Data excerpts
***
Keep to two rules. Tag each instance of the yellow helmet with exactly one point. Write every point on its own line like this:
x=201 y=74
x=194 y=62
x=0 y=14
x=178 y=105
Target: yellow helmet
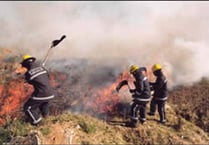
***
▶ **Exercise prompt**: The entries are to be transcribed word for word, without their images.

▶ **Answer to this exercise**:
Keep to two rules. Tag each instance of the yellow helmet with exactly one point. Write every point on its own line like this:
x=201 y=74
x=194 y=62
x=0 y=14
x=178 y=105
Target: yellow helmet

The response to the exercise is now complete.